> **WHAT IS EXPECTED**: Transcribe all of the records precisely as they are presented.

> **WORKING DATA**:
::::

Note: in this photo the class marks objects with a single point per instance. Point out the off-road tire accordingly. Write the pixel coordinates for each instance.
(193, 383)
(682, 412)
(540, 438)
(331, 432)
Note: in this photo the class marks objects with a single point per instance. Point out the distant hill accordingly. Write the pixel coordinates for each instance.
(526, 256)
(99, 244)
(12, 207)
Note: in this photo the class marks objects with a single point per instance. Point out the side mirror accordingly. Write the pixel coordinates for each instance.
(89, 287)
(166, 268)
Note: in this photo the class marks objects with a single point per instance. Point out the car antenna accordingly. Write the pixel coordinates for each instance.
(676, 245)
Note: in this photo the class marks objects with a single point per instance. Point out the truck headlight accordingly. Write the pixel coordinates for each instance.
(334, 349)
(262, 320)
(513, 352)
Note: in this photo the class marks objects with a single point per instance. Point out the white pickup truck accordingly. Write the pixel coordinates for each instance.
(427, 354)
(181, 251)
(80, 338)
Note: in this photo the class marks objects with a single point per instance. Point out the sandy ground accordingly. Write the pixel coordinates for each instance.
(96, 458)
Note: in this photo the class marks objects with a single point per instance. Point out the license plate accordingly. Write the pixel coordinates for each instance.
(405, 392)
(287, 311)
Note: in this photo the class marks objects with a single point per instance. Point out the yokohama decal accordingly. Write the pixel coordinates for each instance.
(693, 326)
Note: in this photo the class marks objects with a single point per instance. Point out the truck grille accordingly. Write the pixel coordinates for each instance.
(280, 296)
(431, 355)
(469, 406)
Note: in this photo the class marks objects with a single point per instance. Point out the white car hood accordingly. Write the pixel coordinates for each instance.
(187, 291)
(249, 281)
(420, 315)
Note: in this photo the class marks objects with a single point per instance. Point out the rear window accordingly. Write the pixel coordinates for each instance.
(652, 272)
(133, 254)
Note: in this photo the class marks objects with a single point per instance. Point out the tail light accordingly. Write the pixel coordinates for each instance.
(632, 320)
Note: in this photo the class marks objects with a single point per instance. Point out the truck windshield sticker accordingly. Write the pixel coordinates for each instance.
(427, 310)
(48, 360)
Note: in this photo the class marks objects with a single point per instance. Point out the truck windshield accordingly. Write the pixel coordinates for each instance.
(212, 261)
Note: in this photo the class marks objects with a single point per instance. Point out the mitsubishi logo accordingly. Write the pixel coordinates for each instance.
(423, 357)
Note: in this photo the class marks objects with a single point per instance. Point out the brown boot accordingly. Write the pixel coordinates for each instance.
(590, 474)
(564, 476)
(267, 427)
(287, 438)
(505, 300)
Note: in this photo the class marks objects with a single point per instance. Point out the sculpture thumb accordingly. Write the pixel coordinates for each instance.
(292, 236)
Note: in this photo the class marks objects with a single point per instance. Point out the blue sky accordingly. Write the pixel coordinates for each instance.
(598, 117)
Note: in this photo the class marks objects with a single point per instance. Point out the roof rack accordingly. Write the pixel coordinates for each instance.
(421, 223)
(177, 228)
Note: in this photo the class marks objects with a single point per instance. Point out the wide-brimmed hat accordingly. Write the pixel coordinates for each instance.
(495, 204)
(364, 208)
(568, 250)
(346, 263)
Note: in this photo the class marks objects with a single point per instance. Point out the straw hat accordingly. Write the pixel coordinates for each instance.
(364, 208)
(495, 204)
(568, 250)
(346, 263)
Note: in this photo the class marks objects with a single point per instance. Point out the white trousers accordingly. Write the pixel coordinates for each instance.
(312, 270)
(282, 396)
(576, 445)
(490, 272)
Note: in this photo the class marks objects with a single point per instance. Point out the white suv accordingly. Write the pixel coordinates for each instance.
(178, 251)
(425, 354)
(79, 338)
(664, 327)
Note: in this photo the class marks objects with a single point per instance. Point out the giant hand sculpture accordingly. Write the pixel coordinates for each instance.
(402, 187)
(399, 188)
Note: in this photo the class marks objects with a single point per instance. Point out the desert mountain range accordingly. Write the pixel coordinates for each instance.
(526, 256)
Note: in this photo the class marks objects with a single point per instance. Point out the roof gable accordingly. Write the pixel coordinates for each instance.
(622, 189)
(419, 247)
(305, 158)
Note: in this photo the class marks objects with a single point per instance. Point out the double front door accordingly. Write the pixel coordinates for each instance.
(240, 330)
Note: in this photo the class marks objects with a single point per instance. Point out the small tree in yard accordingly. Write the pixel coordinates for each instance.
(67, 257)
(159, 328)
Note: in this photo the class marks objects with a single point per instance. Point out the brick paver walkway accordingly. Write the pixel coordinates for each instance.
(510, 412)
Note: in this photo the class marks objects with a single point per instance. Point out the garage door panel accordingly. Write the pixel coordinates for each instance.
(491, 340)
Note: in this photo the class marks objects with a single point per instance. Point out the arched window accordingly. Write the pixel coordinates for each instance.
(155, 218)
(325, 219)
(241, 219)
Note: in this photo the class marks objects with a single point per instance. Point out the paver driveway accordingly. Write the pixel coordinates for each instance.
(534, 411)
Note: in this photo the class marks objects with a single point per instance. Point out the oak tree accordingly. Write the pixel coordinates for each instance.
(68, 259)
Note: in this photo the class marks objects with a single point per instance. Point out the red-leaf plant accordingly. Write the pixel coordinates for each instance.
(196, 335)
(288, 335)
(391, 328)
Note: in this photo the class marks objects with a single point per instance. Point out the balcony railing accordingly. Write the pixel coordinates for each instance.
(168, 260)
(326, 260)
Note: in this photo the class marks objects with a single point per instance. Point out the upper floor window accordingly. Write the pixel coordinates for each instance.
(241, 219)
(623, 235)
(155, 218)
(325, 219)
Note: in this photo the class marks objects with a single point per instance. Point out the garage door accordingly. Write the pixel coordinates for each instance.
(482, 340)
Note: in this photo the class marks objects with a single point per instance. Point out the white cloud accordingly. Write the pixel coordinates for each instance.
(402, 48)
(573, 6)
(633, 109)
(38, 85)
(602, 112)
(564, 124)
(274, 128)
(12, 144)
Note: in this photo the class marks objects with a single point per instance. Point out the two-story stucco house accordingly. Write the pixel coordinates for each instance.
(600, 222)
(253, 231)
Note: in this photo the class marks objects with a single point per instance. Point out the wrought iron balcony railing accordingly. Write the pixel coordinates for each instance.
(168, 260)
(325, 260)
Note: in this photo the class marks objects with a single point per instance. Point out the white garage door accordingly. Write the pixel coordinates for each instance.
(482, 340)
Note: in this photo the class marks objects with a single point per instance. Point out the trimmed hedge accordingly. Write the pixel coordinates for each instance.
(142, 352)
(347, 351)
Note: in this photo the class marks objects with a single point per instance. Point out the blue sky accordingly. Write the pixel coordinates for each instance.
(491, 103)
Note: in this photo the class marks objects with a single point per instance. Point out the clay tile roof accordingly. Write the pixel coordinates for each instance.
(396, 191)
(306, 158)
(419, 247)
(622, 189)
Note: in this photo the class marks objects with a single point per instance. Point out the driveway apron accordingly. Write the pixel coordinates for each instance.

::::

> **SOLUTION TO THIS EXERCISE**:
Note: in this photo the class marks objects with a single point per instance. Point out the off-road tire accordingly. Write the pixel coordinates for each instance.
(193, 383)
(682, 412)
(540, 438)
(331, 432)
Note: in this photo the class marks objects with a single point per instance. Point out the distant hill accordingly. Write the pixel coordinates for each instance.
(526, 256)
(99, 244)
(12, 207)
Note: in this photo the class marks objects with a single point per instance. Point out the side mirror accordingly. Write the pixel coordinates for each instance.
(89, 287)
(166, 268)
Note: in this photo the class marks objects with a single point per instance. Point out the car antenna accordingly. Write the pixel coordinates for each instance.
(676, 245)
Note: in this photo the class marks objects with a single point per instance. Point out the truck headlight accordingly. Write the pixel coordinates for each instance.
(334, 349)
(262, 320)
(513, 352)
Note: in this photo the class marks objects with a single point per instance. Point out the white pickup truck accordingly. Write the pixel coordinates for each instance.
(427, 354)
(181, 251)
(80, 338)
Note: in this photo the class marks objects with a single point per instance. Point out the sandy ground accordingly. Write the pixel coordinates for each instance.
(96, 458)
Note: in this photo the class marks objects with a single point per instance. Point out the license plate accordingly. Write the pixel coordinates for each instance.
(405, 392)
(287, 311)
Note: in this photo the class marks objects with a single point per instance. Point out the yokohama decal accordingly. Write the pixel coordinates for each instance.
(693, 326)
Note: in this photo the class marks objects with a single point per instance. Point out the truck grille accordingly. Write the pixel coordinates for each instance.
(280, 296)
(431, 355)
(469, 406)
Note: in this photo the class marks objects with a single point per instance. Point out the white car hood accordingly. Write the pixel coordinates for each instance.
(187, 291)
(249, 281)
(420, 315)
Note: in this photo the class marks objects with a single point per instance. Point out the rear window accordingly. Write the pixel coordinates for each instance.
(652, 272)
(133, 254)
Note: in this photo the class marks objects with a single point per instance. Point out the tail light accordingly. Write the pixel coordinates for each instance.
(632, 320)
Note: in this photo the class marks objects with a single point per instance. Point out the truck windshield sticker accordingly. Write the pixel coordinates for each instance.
(427, 310)
(48, 360)
Note: in this photo the class marks objects with a single point per instance. Point out the truck windshield accordingly. Write the pixel coordinates for each instance.
(212, 261)
Note: in this photo the class marks objects with a single point per instance. Point out the mitsubishi logo accordingly. Write the pixel coordinates for each instance.
(423, 357)
Note: in this photo the class marks objects with a single point per instance. Point out the brown boot accordingly. Write the pixel coordinates for each instance.
(590, 474)
(564, 476)
(267, 427)
(287, 438)
(505, 300)
Note: in this photo the class marks objects with a single point per instance. Point out the sculpture thumb accordingly. Write the pixel coordinates for each instance.
(292, 236)
Note: in this photo the class marks objects with a single point per instance. Point out the blue sky accordingly. Write the pixel coordinates for each instance.
(598, 117)
Note: in this photo the class marks objects with a single point per instance. Point out the roof rack accordingly. Write the pixel coordinates for each instance.
(421, 223)
(177, 228)
Note: in this photo the class marks objects with a single point per instance. Point out the wide-brimmed hat accordingly. Write the pixel coordinates for each instance.
(495, 204)
(364, 208)
(568, 250)
(346, 263)
Note: in this photo the class marks objects with a single point per instance. Point out the straw hat accordingly. Write the pixel coordinates for each instance.
(364, 208)
(495, 204)
(568, 250)
(346, 263)
Note: in this photo the class marks objects with a single point per instance. Point out the white trousers accordingly. Write the pixel coordinates for each instance.
(312, 270)
(282, 396)
(576, 445)
(490, 272)
Note: in this photo the class marks objects with a single point per instance. Point out the white suv accordingly. Write the pixel coordinates for each instance.
(178, 251)
(425, 354)
(79, 338)
(664, 327)
Note: in this photo the class marks objects with a single point per instance. Point out the giant hand sculpture accordingly. Write the pixel coordinates for each instance.
(402, 187)
(399, 188)
Note: in this photo the class marks objects with a single point per instance. Point out the desert mountain range accordingly. Write the pixel coordinates for each instance.
(526, 256)
Note: in this photo the class marks objects with a single point per instance. Point out the roof gable accordingly. Write the pixel coordinates for each instance.
(622, 189)
(419, 247)
(305, 158)
Note: in this photo the class marks objects with a single point per instance. Point out the double front door accordingly. Write the pixel coordinates for each instance.
(240, 330)
Note: in this photo the class marks objects with a single point per instance. Point out the small tree in yard accordingly. Write the pixel coordinates for each instance.
(67, 257)
(159, 328)
Note: in this photo the class marks objects with a single point per instance. Point out the brick paver walkway accordingly. Write the pixel coordinates for each instance.
(510, 412)
Note: in this photo the class marks objects with a single point per instance. Point out the garage door panel accordingly. Write the pixel coordinates for each instance.
(491, 340)
Note: in this photo the class marks objects with a single point per instance. Point out the arched window accordingly. Write the pixel coordinates for each instance.
(155, 218)
(325, 219)
(241, 219)
Note: in this photo the class marks objects with a single point per instance. Point out the paver driveway accordingly. Write the pixel coordinates for each instance.
(534, 411)
Note: in this photo the class marks objects with a single point per instance. Point out the oak tree accordingly. Write the pixel coordinates for each instance.
(68, 259)
Note: in this photo the class marks objects with a single point per instance. Point out the red-leaf plant accordingly. Write the pixel coordinates for each instance.
(196, 335)
(288, 335)
(391, 328)
Note: in this photo the class marks objects with a single point per instance. Point out the balcony railing accordingly. Write the pixel coordinates for each instance.
(168, 260)
(326, 260)
Note: in this photo the class marks objects with a single point per instance. Point out the upper floor window accordingly. Write the pixel coordinates for each instance.
(241, 219)
(623, 235)
(155, 218)
(325, 219)
Note: in this photo the class marks objects with a single point per instance. Point out the garage door accordingly. Write the pixel coordinates for each instance.
(482, 340)
Note: in this photo the class marks objects with a single point per instance. Point out the white cloud accordingly. Write the pixel coordinates for each instance.
(402, 48)
(573, 6)
(633, 109)
(38, 85)
(602, 112)
(564, 124)
(274, 128)
(12, 144)
Note: in this photo the class marks objects with a single point per instance. Point out the two-story stucco house accordingly. Write the pixel coordinates for each instance.
(600, 222)
(253, 231)
Note: in this photo the class marks objects with a single point per instance. Point out the wrought iron balcony railing accordingly. Write the pixel coordinates for each instance.
(168, 260)
(325, 260)
Note: in this photo the class marks objects with a single point per instance. Point out the white garage door accordingly. Write the pixel coordinates for each instance.
(482, 340)
Note: in this photo the class marks objects with a single point per instance. Point out the trimmed hedge accordingly. Write the pixel coordinates for each instance.
(142, 352)
(347, 351)
Note: in this photo the class marks objects with a single point per instance. Point out the blue sky accordingly. Write the pixel coordinates for each instance.
(491, 103)
Note: in this photo the class marks objects with a single point per instance. Point out the clay tile roof accordingly. Write the pixel coordinates for each instance.
(396, 191)
(306, 158)
(419, 247)
(622, 189)
Note: in this photo the class marks objects with a single point per instance. Point out the driveway apron accordingly. Write the pixel coordinates for each instance.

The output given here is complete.